● **Supplied records**
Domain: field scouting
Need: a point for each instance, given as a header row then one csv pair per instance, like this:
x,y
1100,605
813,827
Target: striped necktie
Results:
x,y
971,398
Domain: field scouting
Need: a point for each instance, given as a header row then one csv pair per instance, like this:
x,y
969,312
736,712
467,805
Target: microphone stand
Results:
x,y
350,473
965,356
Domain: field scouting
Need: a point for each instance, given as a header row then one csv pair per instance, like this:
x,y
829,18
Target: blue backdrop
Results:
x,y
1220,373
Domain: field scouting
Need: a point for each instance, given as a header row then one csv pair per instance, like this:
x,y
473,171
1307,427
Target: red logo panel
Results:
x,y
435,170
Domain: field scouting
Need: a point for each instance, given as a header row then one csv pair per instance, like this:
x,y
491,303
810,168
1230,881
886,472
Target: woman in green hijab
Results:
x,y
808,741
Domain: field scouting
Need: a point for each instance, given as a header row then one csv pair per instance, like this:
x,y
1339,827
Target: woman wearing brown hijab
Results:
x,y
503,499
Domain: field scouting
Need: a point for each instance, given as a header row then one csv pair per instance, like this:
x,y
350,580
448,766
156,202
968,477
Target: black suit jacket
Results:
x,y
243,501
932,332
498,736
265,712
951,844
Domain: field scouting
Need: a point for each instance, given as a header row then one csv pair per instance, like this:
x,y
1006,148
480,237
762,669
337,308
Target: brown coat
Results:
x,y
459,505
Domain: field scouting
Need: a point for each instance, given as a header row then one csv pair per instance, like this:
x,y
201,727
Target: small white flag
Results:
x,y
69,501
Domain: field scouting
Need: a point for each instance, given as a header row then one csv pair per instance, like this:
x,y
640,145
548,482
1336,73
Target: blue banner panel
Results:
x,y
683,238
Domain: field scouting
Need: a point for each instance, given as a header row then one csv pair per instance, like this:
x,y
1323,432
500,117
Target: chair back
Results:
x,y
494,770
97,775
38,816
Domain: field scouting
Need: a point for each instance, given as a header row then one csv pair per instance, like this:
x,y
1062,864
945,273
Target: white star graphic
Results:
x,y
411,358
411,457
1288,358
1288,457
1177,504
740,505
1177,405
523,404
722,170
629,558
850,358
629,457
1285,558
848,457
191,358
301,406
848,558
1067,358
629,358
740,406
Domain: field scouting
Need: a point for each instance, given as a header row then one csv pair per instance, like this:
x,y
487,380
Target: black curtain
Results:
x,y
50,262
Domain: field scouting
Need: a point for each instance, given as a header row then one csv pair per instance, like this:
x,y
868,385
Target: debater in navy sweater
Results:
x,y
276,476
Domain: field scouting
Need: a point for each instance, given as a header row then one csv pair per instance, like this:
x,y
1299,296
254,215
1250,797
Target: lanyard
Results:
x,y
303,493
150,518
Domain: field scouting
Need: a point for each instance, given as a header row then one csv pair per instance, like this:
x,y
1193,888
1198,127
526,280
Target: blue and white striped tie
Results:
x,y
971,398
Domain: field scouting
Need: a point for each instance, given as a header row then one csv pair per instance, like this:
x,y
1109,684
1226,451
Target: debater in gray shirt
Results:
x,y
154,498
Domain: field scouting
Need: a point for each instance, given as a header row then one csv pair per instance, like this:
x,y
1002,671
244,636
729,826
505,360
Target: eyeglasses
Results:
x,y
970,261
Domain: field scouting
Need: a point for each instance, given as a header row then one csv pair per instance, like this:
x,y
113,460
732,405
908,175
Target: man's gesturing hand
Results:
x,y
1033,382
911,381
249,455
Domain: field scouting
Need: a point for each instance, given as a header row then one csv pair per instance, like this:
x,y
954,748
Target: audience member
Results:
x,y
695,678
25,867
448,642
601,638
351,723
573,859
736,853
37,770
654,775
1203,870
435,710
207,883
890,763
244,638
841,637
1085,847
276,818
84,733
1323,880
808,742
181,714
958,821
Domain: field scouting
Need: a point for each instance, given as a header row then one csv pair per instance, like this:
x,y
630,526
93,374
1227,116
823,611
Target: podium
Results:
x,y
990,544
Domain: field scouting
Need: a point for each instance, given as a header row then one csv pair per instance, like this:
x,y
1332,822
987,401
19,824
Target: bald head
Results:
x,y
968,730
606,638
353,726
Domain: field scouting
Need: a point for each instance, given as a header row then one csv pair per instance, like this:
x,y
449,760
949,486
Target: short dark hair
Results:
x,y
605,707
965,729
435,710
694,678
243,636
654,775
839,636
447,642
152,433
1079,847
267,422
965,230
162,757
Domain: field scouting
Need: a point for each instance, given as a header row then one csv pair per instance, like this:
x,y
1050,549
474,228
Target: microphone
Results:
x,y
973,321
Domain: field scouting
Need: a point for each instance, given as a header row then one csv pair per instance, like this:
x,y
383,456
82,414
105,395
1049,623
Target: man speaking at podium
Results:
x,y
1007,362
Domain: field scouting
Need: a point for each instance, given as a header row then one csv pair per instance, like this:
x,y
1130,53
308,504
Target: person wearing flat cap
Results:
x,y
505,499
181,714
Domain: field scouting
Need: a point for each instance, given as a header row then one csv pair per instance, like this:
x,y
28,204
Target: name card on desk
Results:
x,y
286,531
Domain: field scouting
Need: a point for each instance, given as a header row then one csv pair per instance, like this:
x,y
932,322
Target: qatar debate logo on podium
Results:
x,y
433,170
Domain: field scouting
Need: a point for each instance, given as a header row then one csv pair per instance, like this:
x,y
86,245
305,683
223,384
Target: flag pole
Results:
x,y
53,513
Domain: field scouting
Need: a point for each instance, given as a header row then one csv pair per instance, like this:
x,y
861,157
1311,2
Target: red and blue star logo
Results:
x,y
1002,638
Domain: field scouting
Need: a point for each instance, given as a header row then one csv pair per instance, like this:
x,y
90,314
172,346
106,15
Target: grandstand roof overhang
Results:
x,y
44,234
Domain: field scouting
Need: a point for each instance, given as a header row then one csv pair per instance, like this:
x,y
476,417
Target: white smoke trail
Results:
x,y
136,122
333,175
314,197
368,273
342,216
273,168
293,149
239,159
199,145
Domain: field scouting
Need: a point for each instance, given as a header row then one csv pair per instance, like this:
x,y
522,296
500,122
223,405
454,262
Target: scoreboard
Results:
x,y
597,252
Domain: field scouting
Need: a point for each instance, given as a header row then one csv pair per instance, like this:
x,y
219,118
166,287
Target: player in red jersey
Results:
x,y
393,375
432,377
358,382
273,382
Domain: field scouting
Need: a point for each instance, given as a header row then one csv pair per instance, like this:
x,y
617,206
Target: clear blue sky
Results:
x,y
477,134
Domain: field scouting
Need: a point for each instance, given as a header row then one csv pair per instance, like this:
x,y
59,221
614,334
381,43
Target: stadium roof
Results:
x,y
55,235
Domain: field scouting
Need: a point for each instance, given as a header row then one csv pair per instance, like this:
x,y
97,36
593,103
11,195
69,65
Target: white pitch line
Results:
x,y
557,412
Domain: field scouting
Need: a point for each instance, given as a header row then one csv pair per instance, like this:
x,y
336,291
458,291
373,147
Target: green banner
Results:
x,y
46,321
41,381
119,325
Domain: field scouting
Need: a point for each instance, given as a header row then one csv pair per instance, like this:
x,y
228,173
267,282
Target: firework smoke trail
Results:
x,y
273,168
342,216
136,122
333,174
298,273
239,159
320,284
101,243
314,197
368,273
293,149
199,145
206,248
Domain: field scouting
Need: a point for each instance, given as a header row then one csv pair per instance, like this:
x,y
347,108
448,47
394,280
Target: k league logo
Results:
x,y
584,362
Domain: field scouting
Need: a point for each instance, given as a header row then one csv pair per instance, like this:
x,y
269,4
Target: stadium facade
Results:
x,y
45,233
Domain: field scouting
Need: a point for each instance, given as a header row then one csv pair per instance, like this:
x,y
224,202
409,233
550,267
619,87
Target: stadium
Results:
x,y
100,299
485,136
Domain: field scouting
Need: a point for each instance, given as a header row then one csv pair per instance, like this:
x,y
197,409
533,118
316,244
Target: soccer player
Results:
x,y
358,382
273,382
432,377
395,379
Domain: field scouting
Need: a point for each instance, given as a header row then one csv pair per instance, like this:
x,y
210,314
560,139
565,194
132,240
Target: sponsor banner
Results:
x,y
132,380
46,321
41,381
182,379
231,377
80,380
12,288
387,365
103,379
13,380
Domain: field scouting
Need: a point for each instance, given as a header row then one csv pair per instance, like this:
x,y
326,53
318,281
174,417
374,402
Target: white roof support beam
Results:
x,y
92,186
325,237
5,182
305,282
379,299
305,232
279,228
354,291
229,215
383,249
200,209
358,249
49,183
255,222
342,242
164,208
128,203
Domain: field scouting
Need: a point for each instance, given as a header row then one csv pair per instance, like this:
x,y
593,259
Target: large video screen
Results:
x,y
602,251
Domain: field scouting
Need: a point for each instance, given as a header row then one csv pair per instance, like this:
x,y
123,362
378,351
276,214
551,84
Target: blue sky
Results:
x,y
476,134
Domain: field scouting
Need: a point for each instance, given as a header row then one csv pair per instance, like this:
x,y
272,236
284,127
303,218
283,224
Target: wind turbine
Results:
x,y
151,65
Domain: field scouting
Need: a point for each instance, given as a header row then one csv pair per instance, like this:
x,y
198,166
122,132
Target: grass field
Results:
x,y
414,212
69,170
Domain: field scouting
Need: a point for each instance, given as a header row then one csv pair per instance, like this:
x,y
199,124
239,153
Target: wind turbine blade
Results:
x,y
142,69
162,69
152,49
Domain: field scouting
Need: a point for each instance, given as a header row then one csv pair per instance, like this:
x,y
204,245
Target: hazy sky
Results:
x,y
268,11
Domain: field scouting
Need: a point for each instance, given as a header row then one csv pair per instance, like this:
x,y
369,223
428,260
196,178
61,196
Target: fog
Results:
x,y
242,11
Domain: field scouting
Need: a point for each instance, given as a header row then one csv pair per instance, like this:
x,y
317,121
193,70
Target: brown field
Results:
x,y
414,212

● **Directive**
List each line of the records above that contains the word "roof", matching its case exactly.

● **Output of the exercise**
Target: grandstand roof overhang
Target: stadium roof
Target: white roof support beam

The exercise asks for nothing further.